--- START Passage shown ---

This was not noticed until now because we have no automated coverage of remote_cx applied to copy() (yet).

We need to quickly triage this problem and make a decision to either fix it or determine what to rollback for the release. Based on git history, pull request #279 seems the very likely root cause - it's the only modification to copy.hpp during the interval in question and it changed the type of the cxs_remote variable which appears to be what broke things.

Comments (18)

  1. Amir Kamil

    This compilation failure was introduced by PR #268.

    However, if my understanding is correct, the root issue is that remote-completion handling in copy() is broken in several ways, making assumptions that are invalid:

    • In the first case (upcxx::rank_me() != rank_d && upcxx::rank_me() != rank_s), it captures cxs_remote by value in a lambda, then sends that lambda out over the wire. This only works for TriviallySerializable remote completions.
    • In the second case and third cases (upcxx::rank_me() == rank_d), it directly invokes the bound function inside of cxs_remote. As of PR #268, this does not link, but more fundamentally, it violates the semantics of RPC completion which require the arguments to be serialized an deserialized.
    • In the fourth case (upcxx::rank_me() == rank_s && upcxx::rank_me() != rank_d), it makes copies (by lambda capture) of the deserialized remote completion. (Currently, the type is cxs_remote_t, but it should be deserialized_type_t<cxs_remote_t>.) This is not valid in general, as there is no requirement that the deserialized arguments to as_rpc() by copyable.

    Here’s what I think is needed to fix these cases:

    • For the first case, use upcxx::bind() to bind cxs_remote, as is currently done in the fourth case.
    • For the second and third cases, use serialization_traits<cxs_remote_t>::deserialized_value([cxs_remote,*cxs_remote_heaped]).
    • For the first and fourth cases, heap the deserialized cxs_remote and capture the pointer instead.

    Here’s the diff:

    diff --git a/src/copy.hpp b/src/copy.hpp
    index e795e827..7d5e1045 100644
    --- a/src/copy.hpp
    +++ b/src/copy.hpp
    @@ -128,14 +128,17 @@ namespace upcxx {
    
           backend::send_am_master<progress_level::internal>(
             upcxx::world(), rank_d,
    -        [=]() {
    +        upcxx::bind([=](deserialized_type_t<cxs_remote_t> &&cxs_remote) {
               auto operation_cx_as_internal_future = upcxx::completions<upcxx::future_cx<upcxx::operation_cx_event, progress_level::internal>>{{}};
    +          deserialized_type_t<cxs_remote_t> *cxs_remote_heaped =
    +            new deserialized_type_t<cxs_remote_t>(std::move(cxs_remote));
    
               detail::copy( dev_s, rank_s, buf_s,
                             dev_d, rank_d, buf_d,
                             size, operation_cx_as_internal_future )
               .then([=]() {
    -            const_cast<cxs_remote_t&>(cxs_remote).template operator()<remote_cx_event>();
    +            cxs_remote_heaped->template operator()<remote_cx_event>();
    +            delete cxs_remote_heaped;
    
                 backend::send_am_persona<progress_level::internal>(
                   upcxx::world(), initiator, initiator_per,
    @@ -146,7 +149,7 @@ namespace upcxx {
                   }
                 );
               });
    -        }
    +        }, std::move(cxs_remote))

--- END Passage shown ---
--- START Rows ---

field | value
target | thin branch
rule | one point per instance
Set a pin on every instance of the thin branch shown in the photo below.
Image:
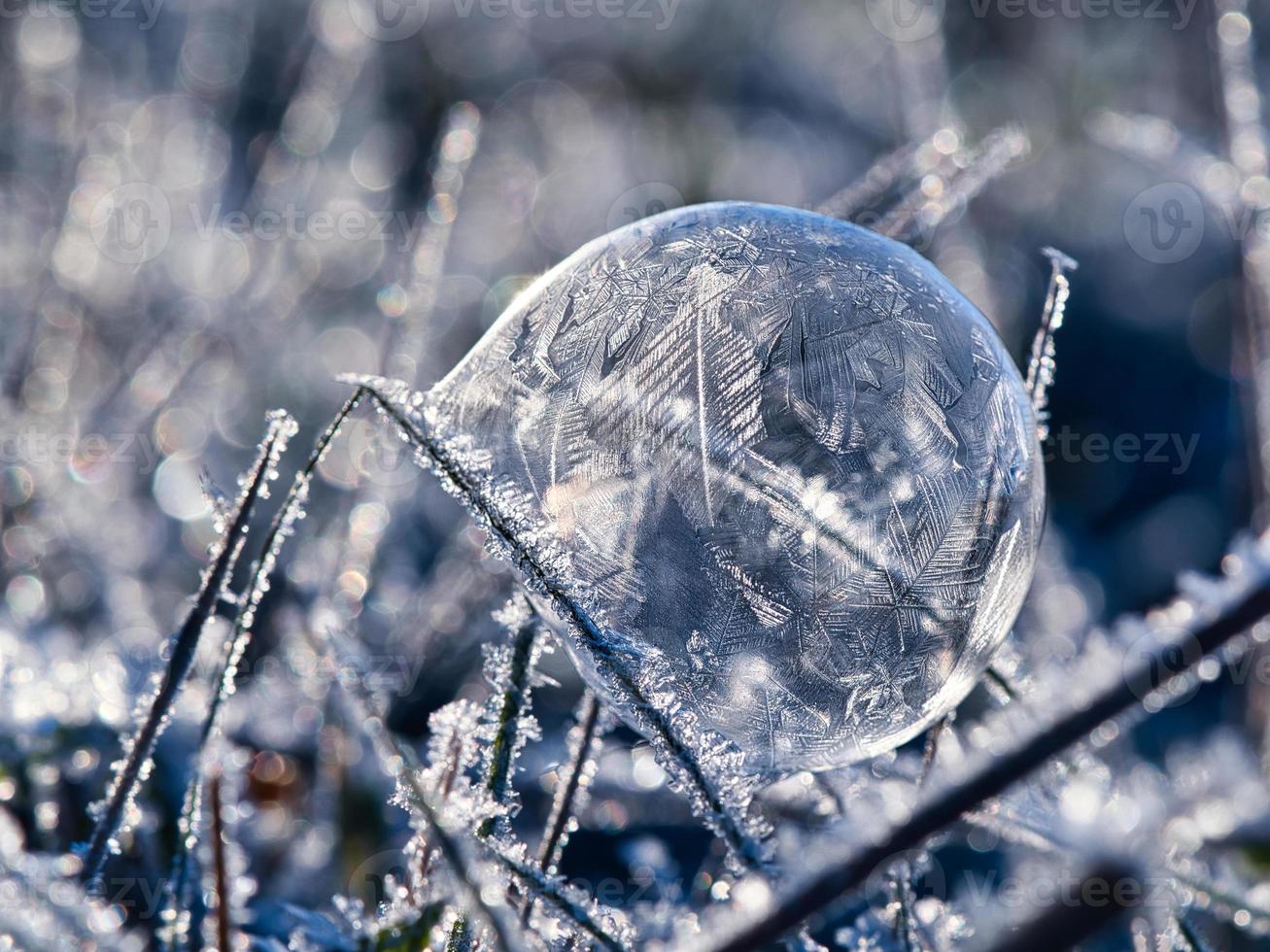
(584, 740)
(1041, 367)
(606, 657)
(280, 529)
(995, 777)
(219, 866)
(140, 749)
(400, 763)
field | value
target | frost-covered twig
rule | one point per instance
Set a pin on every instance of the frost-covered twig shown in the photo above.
(1236, 613)
(868, 190)
(918, 215)
(281, 528)
(462, 855)
(511, 671)
(584, 741)
(220, 874)
(137, 753)
(512, 677)
(400, 763)
(1041, 367)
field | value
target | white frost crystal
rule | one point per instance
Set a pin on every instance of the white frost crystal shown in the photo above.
(787, 460)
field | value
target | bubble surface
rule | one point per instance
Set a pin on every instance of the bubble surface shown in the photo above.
(790, 462)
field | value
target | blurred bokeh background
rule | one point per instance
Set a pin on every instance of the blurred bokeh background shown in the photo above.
(212, 208)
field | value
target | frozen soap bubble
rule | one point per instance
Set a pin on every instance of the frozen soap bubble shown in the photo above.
(787, 459)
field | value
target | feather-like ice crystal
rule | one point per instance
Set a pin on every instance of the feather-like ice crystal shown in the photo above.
(785, 459)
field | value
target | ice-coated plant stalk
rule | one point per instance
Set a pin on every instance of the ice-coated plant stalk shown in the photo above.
(715, 809)
(584, 744)
(1041, 365)
(1060, 927)
(1237, 613)
(512, 704)
(869, 189)
(139, 750)
(220, 874)
(460, 853)
(511, 673)
(281, 528)
(918, 215)
(400, 763)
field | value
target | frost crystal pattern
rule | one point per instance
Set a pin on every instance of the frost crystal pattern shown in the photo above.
(787, 459)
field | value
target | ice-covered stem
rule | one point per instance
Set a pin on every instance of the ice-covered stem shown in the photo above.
(917, 215)
(460, 938)
(509, 704)
(1235, 616)
(281, 528)
(1062, 927)
(400, 763)
(511, 707)
(868, 190)
(460, 852)
(1041, 365)
(584, 743)
(745, 848)
(220, 876)
(139, 750)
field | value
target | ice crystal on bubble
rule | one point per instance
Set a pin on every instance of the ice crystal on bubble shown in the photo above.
(786, 459)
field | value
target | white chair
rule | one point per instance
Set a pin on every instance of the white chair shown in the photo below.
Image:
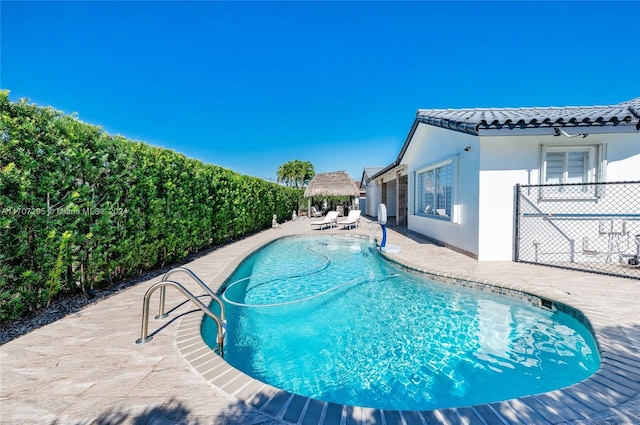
(315, 213)
(329, 220)
(352, 219)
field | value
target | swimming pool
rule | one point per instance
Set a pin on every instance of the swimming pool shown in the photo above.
(328, 318)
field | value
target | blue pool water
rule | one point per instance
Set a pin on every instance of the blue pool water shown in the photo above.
(328, 318)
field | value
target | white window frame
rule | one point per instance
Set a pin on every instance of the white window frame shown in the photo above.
(450, 216)
(593, 172)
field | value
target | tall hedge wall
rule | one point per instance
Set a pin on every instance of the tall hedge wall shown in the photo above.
(80, 208)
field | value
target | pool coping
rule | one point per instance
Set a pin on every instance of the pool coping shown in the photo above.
(617, 380)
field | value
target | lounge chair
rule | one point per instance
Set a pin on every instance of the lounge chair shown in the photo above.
(329, 220)
(315, 213)
(352, 219)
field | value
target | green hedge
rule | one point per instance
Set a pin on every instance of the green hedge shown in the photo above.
(80, 208)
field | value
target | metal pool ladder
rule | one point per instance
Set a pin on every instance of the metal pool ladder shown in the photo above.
(221, 321)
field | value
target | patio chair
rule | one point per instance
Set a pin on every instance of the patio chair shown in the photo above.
(315, 213)
(353, 219)
(329, 220)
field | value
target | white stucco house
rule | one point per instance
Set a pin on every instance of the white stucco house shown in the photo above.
(455, 176)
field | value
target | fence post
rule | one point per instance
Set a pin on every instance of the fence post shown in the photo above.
(516, 232)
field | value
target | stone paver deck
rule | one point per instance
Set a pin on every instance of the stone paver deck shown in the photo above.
(86, 368)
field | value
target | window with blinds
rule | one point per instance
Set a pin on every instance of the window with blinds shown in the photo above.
(568, 165)
(435, 191)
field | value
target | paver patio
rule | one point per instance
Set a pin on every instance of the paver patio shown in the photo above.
(86, 367)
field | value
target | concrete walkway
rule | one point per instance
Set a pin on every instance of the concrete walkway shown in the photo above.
(87, 369)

--- END Rows ---

▶ _Jobs_
[A] The thread about remote completions in copy() calls directly invoking the bound function in the second and third cases a deeper problem than the link failure. Why?
[B] Print the part of the thread about copy() remote completions from "This was not" to "what broke things.".

▶ _Outputs in order_
[A] Calling the bound function inside cxs_remote directly goes against the semantics of RPC completion. Those semantics require the arguments to be serialized and deserialized, and a direct call skips that step.

[B]
This was not noticed until now because we have no automated coverage of remote_cx applied to copy() (yet).

We need to quickly triage this problem and make a decision to either fix it or determine what to rollback for the release. Based on git history, pull request #279 seems the very likely root cause - it's the only modification to copy.hpp during the interval in question and it changed the type of the cxs_remote variable which appears to be what broke things.